Two MST algorithms are available. First, our implementation of the Jarnik (Prim/Dijkstra)-like method requires \(O(n^2)\) time. The algorithm is parallelised; the number of threads is determined by the OMP_NUM_THREADS environment variable; see Sys.setenv. This method is recommended for high-dimensional spaces. As a rule of thumb, datasets up to 100000 points should be processed quite quickly. For 1M points, give it an hour or so.

Second, we give access to the implementation of the Dual-Tree Boruvka algorithm from the mlpack library. The algorithm is based on K-d trees and is very fast but only for low-dimensional Euclidean spaces (due to the curse of dimensionality). The Jarnik algorithm should be used if there are more than 5-10 features.

If d is a numeric matrix of size \(n\) by \(p\), representing \(n\) points in a \(p\)-dimensional space, the \(n (n-1)/2\) distances are computed on the fly: the algorithms requires \(O(n)\) memory.

If M >= 2, then the mutual reachability distance \(m(i,j)\) with the smoothing factor M (see Campello et al. 2013) is used instead of the chosen “raw” distance \(d(i,j)\). It holds \(m(i, j)=\max(d(i,j), c(i), c(j))\), where \(c(i)\) is \(d(i, k)\) with \(k\) being the (M-1)-th nearest neighbour of \(i\). This makes “noise” and “boundary” points being “pulled away” from each other. The Genie++ clustering algorithm (see gclust) with respect to the mutual reachability distance can mark some observations are noise points.

Note that the case M = 2 corresponds to the original distance, but we return the (1-)nearest neighbours as well.
########################################
* [Prompt]
Copy the passage of the MST algorithms text word for word, starting at "If d is a numeric" and ending at "are noise points.".

* [Provided records]
########################################
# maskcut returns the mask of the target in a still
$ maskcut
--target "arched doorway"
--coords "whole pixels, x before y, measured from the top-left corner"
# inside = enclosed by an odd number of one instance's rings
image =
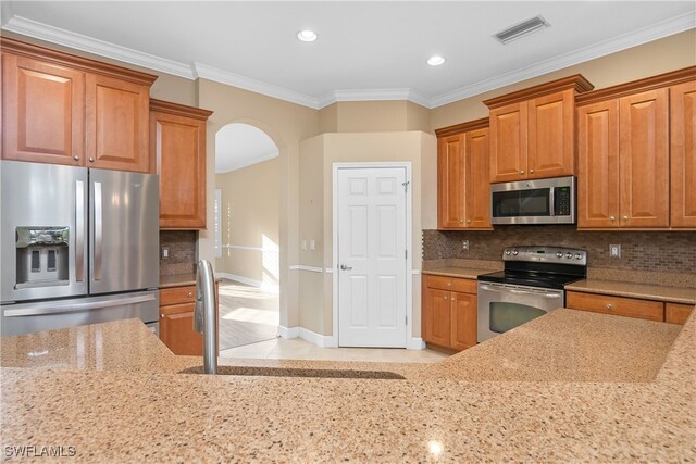
[[[220,349],[277,337],[279,324],[278,147],[241,123],[215,134],[215,274]]]

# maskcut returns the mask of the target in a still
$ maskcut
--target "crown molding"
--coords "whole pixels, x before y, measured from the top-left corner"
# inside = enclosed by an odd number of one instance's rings
[[[512,73],[501,74],[499,76],[482,80],[471,86],[461,87],[457,90],[442,93],[431,99],[431,109],[453,103],[464,98],[473,97],[495,90],[511,84],[542,76],[554,71],[562,70],[574,64],[583,63],[607,54],[626,50],[652,40],[658,40],[674,34],[683,33],[696,27],[693,13],[685,13],[672,18],[662,21],[643,29],[624,34],[589,47],[575,50],[570,53],[561,54],[549,60],[535,63],[530,66],[522,67]]]
[[[173,74],[188,79],[194,78],[190,66],[187,66],[186,64],[142,53],[137,50],[98,40],[92,37],[83,36],[82,34],[72,33],[59,27],[49,26],[48,24],[27,20],[26,17],[13,16],[2,26],[2,28],[12,33],[34,37],[35,39],[46,40],[88,53],[98,54],[100,57],[111,58],[124,63],[135,64],[136,66],[147,67],[148,70],[160,71],[162,73]]]

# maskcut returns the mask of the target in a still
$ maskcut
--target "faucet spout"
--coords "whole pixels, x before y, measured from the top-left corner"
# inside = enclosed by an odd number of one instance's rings
[[[203,372],[217,373],[217,301],[213,266],[207,260],[198,263],[196,272],[196,308],[194,330],[203,334]]]

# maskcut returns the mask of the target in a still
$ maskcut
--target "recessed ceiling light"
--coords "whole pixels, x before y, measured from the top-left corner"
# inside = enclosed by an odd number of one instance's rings
[[[297,33],[297,38],[303,42],[313,42],[316,40],[316,34],[313,30],[304,29]]]
[[[443,57],[440,57],[439,54],[436,54],[435,57],[431,57],[427,60],[427,64],[430,64],[431,66],[439,66],[444,62],[445,62],[445,59]]]

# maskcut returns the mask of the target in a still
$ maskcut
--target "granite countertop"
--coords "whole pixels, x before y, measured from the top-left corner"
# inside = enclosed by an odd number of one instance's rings
[[[204,376],[138,321],[108,323],[2,339],[2,440],[79,462],[688,462],[695,346],[694,315],[559,310],[424,366],[223,359],[405,380]]]
[[[470,278],[475,279],[481,274],[490,274],[495,271],[484,269],[480,267],[435,267],[433,269],[423,269],[421,274],[427,274],[432,276],[444,276],[444,277],[459,277],[459,278]]]
[[[643,298],[671,303],[696,304],[696,288],[624,283],[617,280],[584,279],[568,284],[566,290],[605,293],[616,297]]]
[[[216,283],[220,280],[220,278],[215,278]],[[186,287],[189,285],[196,285],[196,273],[160,276],[160,288]]]

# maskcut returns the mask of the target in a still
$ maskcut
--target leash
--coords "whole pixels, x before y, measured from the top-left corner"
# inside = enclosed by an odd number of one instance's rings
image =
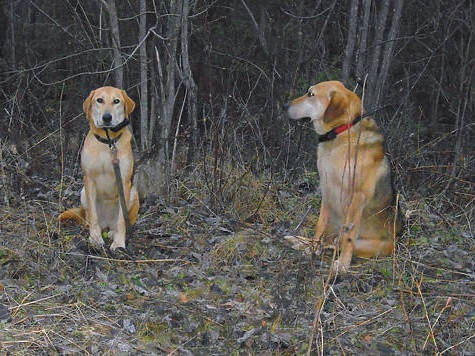
[[[323,135],[318,135],[318,142],[325,142],[325,141],[331,141],[331,140],[334,140],[336,138],[336,136],[346,130],[348,130],[350,127],[356,125],[358,122],[360,122],[361,120],[363,120],[365,117],[368,117],[368,116],[372,116],[374,113],[388,107],[390,105],[385,105],[385,106],[381,106],[380,108],[377,108],[371,112],[368,112],[368,113],[365,113],[363,115],[358,115],[357,117],[355,117],[353,119],[353,121],[347,123],[347,124],[344,124],[344,125],[340,125],[340,126],[337,126],[335,127],[334,129],[324,133]]]
[[[122,121],[122,123],[124,121]],[[126,125],[123,125],[122,127],[124,127]],[[114,127],[114,128],[116,128],[116,127]],[[115,132],[117,130],[112,130],[112,131]],[[117,183],[117,190],[119,191],[119,203],[120,203],[120,207],[122,208],[122,215],[123,215],[124,221],[125,221],[125,235],[128,236],[128,234],[130,232],[129,216],[128,216],[127,205],[125,204],[124,185],[122,184],[122,175],[120,174],[120,166],[119,166],[120,161],[119,161],[119,157],[117,157],[117,151],[118,150],[117,150],[117,146],[116,146],[116,143],[120,139],[122,134],[115,137],[114,139],[111,139],[110,136],[109,136],[109,129],[105,128],[104,131],[106,132],[107,140],[103,139],[100,136],[96,136],[96,138],[100,142],[107,143],[109,145],[109,149],[111,150],[111,153],[112,153],[112,167],[114,169],[115,181]],[[106,141],[106,142],[104,142],[104,141]]]

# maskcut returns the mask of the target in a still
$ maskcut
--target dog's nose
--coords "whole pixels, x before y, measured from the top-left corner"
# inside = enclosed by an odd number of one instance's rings
[[[108,124],[109,122],[112,121],[112,115],[108,112],[106,112],[104,115],[102,115],[102,121],[104,121],[104,123]]]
########################################
* [Problem solution]
If d is a numeric matrix of size \(n\) by \(p\), representing \(n\) points in a \(p\)-dimensional space, the \(n (n-1)/2\) distances are computed on the fly: the algorithms requires \(O(n)\) memory.

If M >= 2, then the mutual reachability distance \(m(i,j)\) with the smoothing factor M (see Campello et al. 2013) is used instead of the chosen “raw” distance \(d(i,j)\). It holds \(m(i, j)=\max(d(i,j), c(i), c(j))\), where \(c(i)\) is \(d(i, k)\) with \(k\) being the (M-1)-th nearest neighbour of \(i\). This makes “noise” and “boundary” points being “pulled away” from each other. The Genie++ clustering algorithm (see gclust) with respect to the mutual reachability distance can mark some observations are noise points.